══ TEXTE ══
LB : En France, nous sommes régis par le prix unique du livre. C’est la voix d’un écosystème, qui veut ces réglementations. Notre vrai objectif est d’abord de convaincre les éditeurs que le numérique constitue une part importante de leur avenir. S’ils sont prêts à aller beaucoup plus loin dans le paradigme du numérique, les autorités suivront. Le ministère de la Culture n’intervient qu’à la fin et ne décide que ce que les principaux concernés s’accordent à dire. On ne peut pas considérer aujourd’hui que les ebooks constituent l’alpha et l’oméga du numérique, il faut aller au-delà. Les éditeurs n’ont pas actuellement de réponse à cela, la seule réponse qui existe aujourd’hui est le webtoon. Même si ce dernier est très bien accueilli, il n’est présent que depuis deux-trois ans. La multiplicité des offres dans les prochains mois va continuer à pousser ce marché vers le haut. C’est juste une question de temps.

Les innovations en France sont-elles insuffisantes pour que la BD numérique s’épanouisse ?

LB : Pour le moment, les innovations liées au numérique sont malheureusement inexistantes. Il y a quelques années, on avait entendu parler du Turbomédia. Mais il n’est rien devenu… personne n’a souhaité le diffuser. Je pense qu’en France, les talents sont incroyables, mais on manque de capacité à diffuser et rayonner sur le plan international, alors qu’on vit dans une claire globalisation des marchés. Izneo est la seule plateforme d’origine européenne à avoir aujourd’hui une crédibilité sur la création de contenu numérique. C’est dommage que l’on soit les seuls, car ce n’est pas très bon signe. Quelle est la capacité à faire des innovations un business model pérenne ?

Si elles sont importées par des industriels qui ont la capacité de les diffuser, ces innovations resteront lettre morte. Nous sommes présents en langue allemande, néerlandaise, anglais, et bientôt espagnole, mais on constate que les autres pays européens sont encore plus en retard que nous : les lecteurs français représentent 80 % de notre lectorat. On voit bien qu’avec les autres diffuseurs de contenu, les marchés restent insuffisamment développés. En France, toutes les œuvres ne sont pas numérisées, mais ça reste beaucoup plus important qu’ailleurs en Europe. Et notre marché reste très limité en taille…

La BD sur l’Afrique ne manque pas sur Izneo... ne reste plus qu’à développer la création africaine elle-même

Quid du marché francophone mondial ? Visez-vous les lecteurs africains ?
═══
> CONSIGNES:
1. Affichez toutes les lignes des données ci-dessous où figure la chaîne « Verify ».
2. Donnez la suite de l'entretien ci-dessus sur la bande dessinée numérique.
══ DONNÉES D'ENTRÉE ══
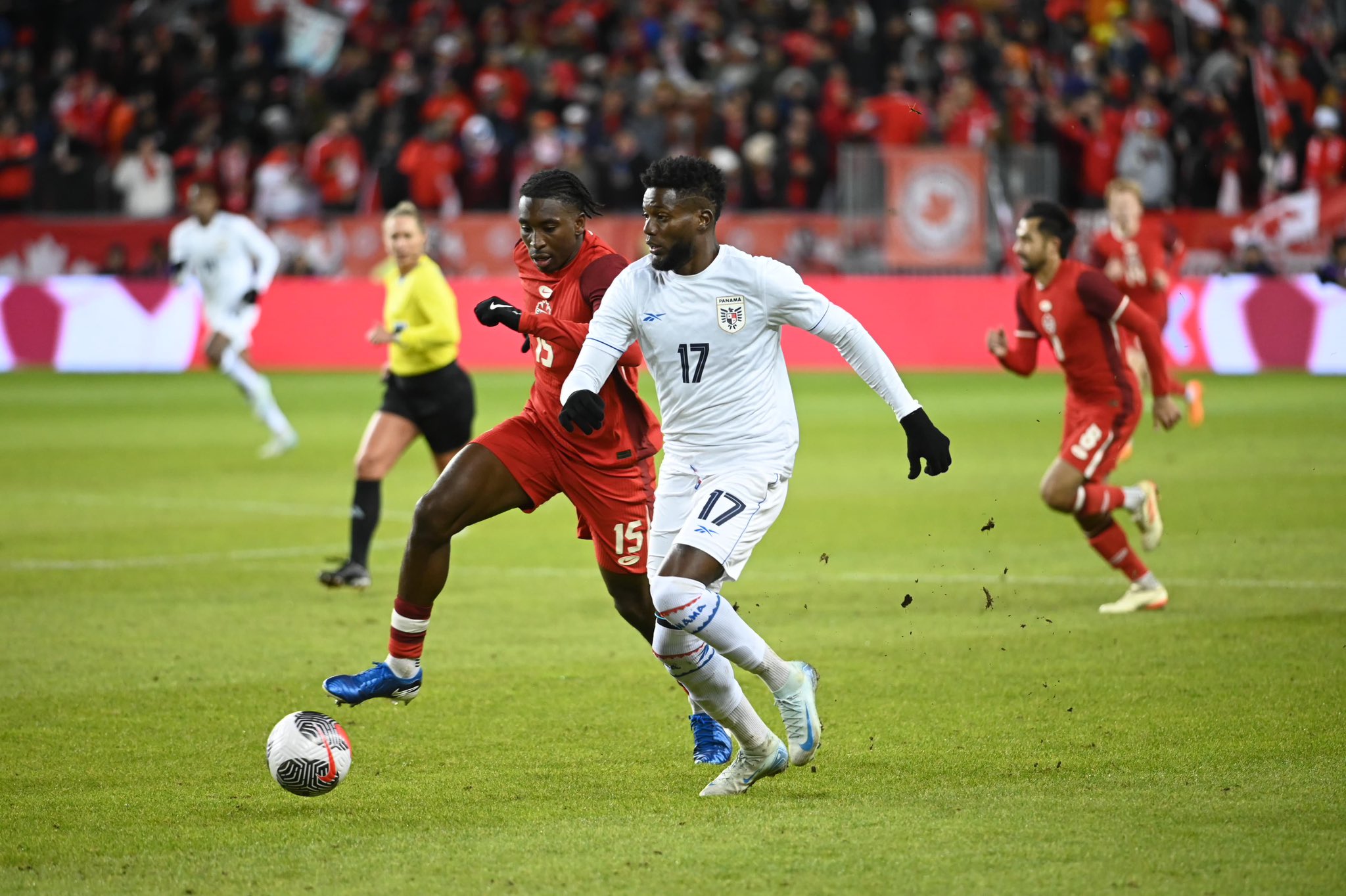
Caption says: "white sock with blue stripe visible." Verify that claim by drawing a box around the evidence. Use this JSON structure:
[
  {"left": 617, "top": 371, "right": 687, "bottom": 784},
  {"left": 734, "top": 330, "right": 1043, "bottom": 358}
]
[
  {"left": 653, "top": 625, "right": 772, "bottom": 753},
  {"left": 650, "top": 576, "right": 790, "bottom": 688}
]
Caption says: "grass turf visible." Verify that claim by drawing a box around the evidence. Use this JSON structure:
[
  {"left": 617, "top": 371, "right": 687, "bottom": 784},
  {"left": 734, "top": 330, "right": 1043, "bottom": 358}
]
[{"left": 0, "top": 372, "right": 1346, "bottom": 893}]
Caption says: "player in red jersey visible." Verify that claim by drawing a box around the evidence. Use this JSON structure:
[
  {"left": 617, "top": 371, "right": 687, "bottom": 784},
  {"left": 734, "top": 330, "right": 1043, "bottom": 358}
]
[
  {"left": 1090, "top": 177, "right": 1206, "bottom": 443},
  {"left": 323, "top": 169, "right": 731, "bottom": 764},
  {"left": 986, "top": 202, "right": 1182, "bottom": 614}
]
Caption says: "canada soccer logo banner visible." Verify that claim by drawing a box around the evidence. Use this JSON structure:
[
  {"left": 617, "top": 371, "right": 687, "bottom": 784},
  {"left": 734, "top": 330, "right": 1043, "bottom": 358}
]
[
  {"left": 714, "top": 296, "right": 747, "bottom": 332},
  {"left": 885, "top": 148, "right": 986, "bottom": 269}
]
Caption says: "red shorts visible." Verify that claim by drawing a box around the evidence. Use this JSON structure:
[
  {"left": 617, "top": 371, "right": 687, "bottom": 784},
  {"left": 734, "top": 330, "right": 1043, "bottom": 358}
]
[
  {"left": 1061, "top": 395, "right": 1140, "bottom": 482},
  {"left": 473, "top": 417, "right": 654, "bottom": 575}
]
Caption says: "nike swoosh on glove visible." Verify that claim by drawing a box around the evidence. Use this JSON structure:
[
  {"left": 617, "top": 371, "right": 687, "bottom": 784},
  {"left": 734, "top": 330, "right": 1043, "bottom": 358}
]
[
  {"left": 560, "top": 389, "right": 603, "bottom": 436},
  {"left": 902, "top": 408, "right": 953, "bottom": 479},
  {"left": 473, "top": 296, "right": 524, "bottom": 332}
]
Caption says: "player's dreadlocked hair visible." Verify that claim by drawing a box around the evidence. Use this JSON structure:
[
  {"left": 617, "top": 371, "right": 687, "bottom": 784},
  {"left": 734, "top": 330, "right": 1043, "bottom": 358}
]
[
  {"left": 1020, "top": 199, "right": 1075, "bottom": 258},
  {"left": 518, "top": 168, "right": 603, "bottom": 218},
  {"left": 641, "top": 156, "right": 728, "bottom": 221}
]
═══
> RÉPONSES:
1.
Caption says: "white sock with blue stripe visible." Verify that claim by drawing a box around the evidence. Use this JSON structure:
Caption says: "grass turf visible." Verify that claim by drawing a box around the evidence. Use this JSON structure:
Caption says: "player in red jersey visible." Verify that claim by drawing a box around the evidence. Use this JSON structure:
Caption says: "canada soccer logo banner visible." Verify that claim by drawing a box around the evidence. Use this JSON structure:
Caption says: "red shorts visible." Verify that claim by drawing a box around the evidence. Use this JSON structure:
Caption says: "nike swoosh on glove visible." Verify that claim by drawing a box around the evidence. Use this JSON structure:
Caption says: "player's dreadlocked hair visible." Verify that claim by drawing a box around the evidence. Use this JSON structure:

2.
LB : Tout à fait. Nous cherchons comment nous développer sur ce marché, mais les moyens sont beaucoup plus faibles qu’ici, l’offre reste inaccessible à la majorité des populations africaines. Les business models peuvent être adaptés, bien sûr, nous pouvons par exemple proposer des abonnements plus courts, mais il y a des limites. Nous ne pouvons pas proposer la gratuité comme le fait Naver-Webtoon, cela aurait un coût immense pour Izneo et il n’est pas question pour les auteurs de faire circuler leurs créations gratuitement.

L’autre problème que nous rencontrons avec ce marché est, premièrement, que notre contenu est essentiellement le reflet de cultures européennes et qu’il y a tout un catalogue africain à construire, et secondement, que la monétisation est difficile à mettre en place. L’Afrique francophone est évidemment très intéressante, mais nous n’avons pas de réponses immédiates pour le moment, tout reste à construire.

(Propos recueillis par Auxence Delion)

(par Auxence DELION)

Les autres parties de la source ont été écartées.